[Records excerpted from a collection]

◆ ◆ ◆ ◆ ◆ ◆ ◆

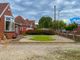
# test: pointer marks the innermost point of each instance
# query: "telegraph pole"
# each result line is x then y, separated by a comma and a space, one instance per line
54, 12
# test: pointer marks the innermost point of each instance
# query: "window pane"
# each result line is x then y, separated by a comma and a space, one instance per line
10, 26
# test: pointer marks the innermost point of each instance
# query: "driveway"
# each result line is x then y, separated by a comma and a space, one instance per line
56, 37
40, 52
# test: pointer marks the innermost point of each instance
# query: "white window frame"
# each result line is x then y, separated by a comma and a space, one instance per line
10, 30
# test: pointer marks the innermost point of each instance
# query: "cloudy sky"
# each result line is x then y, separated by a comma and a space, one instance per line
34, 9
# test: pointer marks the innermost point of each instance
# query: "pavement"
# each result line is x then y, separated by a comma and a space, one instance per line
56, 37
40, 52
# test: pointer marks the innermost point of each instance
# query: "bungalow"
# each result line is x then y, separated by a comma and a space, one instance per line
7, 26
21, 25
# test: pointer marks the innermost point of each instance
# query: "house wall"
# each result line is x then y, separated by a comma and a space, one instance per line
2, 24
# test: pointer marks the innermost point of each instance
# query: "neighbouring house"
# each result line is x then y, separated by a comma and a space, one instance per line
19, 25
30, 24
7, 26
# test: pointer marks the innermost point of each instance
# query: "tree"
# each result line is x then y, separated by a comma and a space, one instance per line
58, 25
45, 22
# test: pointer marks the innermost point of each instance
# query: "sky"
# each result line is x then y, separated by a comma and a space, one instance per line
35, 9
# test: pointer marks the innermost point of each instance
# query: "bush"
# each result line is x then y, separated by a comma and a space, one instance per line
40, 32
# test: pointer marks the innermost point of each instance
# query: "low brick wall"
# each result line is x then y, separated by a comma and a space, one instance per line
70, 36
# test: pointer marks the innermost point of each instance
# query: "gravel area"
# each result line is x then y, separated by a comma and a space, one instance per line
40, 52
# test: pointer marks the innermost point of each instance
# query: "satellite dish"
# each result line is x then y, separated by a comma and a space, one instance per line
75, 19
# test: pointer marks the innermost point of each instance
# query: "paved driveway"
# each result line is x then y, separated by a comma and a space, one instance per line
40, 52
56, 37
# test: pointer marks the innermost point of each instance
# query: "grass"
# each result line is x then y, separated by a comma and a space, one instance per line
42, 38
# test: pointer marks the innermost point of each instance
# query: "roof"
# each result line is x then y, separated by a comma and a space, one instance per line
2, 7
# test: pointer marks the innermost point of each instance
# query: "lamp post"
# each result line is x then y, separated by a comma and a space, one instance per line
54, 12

◆ ◆ ◆ ◆ ◆ ◆ ◆

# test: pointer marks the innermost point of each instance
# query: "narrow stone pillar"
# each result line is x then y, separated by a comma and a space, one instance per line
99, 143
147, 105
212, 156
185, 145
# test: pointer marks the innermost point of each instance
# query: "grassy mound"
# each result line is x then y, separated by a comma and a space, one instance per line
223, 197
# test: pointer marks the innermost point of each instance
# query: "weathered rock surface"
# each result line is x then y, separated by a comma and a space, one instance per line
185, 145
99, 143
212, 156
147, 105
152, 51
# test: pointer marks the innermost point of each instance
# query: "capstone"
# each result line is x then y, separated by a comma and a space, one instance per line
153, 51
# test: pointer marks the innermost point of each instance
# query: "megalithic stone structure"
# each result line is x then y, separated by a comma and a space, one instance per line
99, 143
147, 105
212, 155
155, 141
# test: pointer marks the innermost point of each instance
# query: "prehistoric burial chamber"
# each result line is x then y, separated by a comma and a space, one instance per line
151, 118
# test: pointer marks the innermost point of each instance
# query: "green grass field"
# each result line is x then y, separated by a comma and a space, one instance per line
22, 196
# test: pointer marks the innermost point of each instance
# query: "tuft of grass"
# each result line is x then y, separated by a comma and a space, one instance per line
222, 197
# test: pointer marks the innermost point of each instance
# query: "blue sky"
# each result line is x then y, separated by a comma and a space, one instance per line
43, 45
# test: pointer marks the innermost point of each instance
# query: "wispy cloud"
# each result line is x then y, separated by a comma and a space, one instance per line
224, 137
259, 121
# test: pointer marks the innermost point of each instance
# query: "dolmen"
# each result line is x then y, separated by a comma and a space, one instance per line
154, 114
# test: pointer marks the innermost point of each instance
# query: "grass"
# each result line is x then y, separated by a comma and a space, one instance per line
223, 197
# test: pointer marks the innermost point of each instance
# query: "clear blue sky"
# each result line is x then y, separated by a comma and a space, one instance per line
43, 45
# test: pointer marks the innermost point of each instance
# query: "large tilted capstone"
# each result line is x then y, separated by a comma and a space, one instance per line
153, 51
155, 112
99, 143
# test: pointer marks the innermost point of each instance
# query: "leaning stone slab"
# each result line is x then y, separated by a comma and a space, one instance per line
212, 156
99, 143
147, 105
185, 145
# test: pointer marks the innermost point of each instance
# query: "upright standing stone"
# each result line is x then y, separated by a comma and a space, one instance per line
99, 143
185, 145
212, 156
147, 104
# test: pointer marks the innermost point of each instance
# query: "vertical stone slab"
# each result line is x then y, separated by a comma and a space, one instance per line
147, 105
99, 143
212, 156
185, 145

◆ ◆ ◆ ◆ ◆ ◆ ◆

Exercise requirements - Where does the string "driveway" occur in the data above? Copy every line that holds it.

Answer to the problem -
# query: "driveway"
# query: "paved driveway"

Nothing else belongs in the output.